What the task requires:
Reproduce every record precisely, leaving no line out.

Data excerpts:

....................

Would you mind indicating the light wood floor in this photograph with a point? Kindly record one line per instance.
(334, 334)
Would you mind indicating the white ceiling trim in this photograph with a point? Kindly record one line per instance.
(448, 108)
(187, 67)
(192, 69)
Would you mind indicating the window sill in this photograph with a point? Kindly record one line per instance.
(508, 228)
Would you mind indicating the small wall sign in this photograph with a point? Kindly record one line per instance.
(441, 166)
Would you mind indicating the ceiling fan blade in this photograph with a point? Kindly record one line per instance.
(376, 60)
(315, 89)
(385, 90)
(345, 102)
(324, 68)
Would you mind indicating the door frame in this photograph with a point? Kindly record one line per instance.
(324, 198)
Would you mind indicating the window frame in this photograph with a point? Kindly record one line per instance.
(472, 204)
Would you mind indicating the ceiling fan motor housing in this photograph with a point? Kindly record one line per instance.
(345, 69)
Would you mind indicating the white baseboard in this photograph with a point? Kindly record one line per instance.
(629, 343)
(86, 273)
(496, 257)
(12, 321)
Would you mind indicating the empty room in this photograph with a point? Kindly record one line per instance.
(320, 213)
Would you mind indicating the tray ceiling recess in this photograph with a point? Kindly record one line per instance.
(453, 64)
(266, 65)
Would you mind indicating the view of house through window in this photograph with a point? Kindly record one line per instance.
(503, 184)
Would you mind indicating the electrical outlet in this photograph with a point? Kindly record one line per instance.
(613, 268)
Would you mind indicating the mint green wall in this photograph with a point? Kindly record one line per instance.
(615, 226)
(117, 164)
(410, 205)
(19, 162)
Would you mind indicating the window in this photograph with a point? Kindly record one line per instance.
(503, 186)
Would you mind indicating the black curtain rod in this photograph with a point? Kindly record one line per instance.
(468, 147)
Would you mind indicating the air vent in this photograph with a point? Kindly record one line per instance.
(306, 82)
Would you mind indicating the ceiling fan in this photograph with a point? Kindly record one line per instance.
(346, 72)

....................

Output for this exercise:
Would you mind indicating the light wood floor in this photograph with a point? Kindly record one line per instance.
(334, 334)
Would you mind indicating the white ceiling trim in this photograph with a point? Kindly record one line per instance.
(448, 108)
(187, 67)
(192, 69)
Would you mind indicating the window sill in this photograph with a point? Kindly record one line per instance.
(508, 228)
Would you mind indicating the small wall sign in this photograph with a point? Kindly record one line per instance.
(441, 166)
Would you mind indicating the ceiling fan blade in this photograph with a point? Kindly record one line per instance.
(376, 60)
(315, 89)
(385, 90)
(345, 102)
(324, 68)
Would you mind indicating the door frame in this photograph with a point? Kindly record one line per instance.
(324, 198)
Would you mind indicating the window frame in this photograph with a point? Kindly record one line per instance.
(472, 204)
Would you mind indicating the ceiling fan motor housing in this photograph with a point? Kindly record one line per instance.
(345, 69)
Would you mind indicating the white baseboard in this photograph with a point? Kindly record one line per instance.
(629, 343)
(86, 273)
(496, 257)
(12, 321)
Would you mind indicating the empty room in this photograph with a point? Kindly record one line per instance.
(320, 213)
Would you mind indicating the tray ceiling recess in this photograph with a point? Kindly record one line per instance.
(453, 64)
(266, 65)
Would you mind indicating the view of house through window in this photograph with a point? Kindly record one line per instance.
(503, 184)
Would you mind indicating the electrical outlet in this photograph with a point? Kindly record one line per instance.
(613, 268)
Would you mind indicating the mint green wall in this photograph with a point? Kindly record one line per instance.
(615, 226)
(117, 164)
(410, 205)
(19, 162)
Would you mind indicating the window in this photograph with a point? Kindly record one line per instance.
(503, 186)
Would you mind indicating the black curtain rod in this photograph with a point? Kindly record one line per instance.
(468, 147)
Would you mind indicating the air vent in this photograph with a point? Kindly record one line per instance.
(306, 82)
Would you mind indicating the ceiling fan in this photograph with a point? Kindly record one line per instance.
(346, 72)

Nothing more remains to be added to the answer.